- **What the task requires**
Would you write out all of the data exactly as it appears below?

- **Available records**
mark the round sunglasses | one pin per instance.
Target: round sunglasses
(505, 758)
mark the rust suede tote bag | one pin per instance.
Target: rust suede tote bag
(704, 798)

- **Solution to this exercise**
mark the round sunglasses | one pin per instance.
Target: round sunglasses
(505, 758)
mark the rust suede tote bag | one pin per instance.
Target: rust suede tote bag
(704, 798)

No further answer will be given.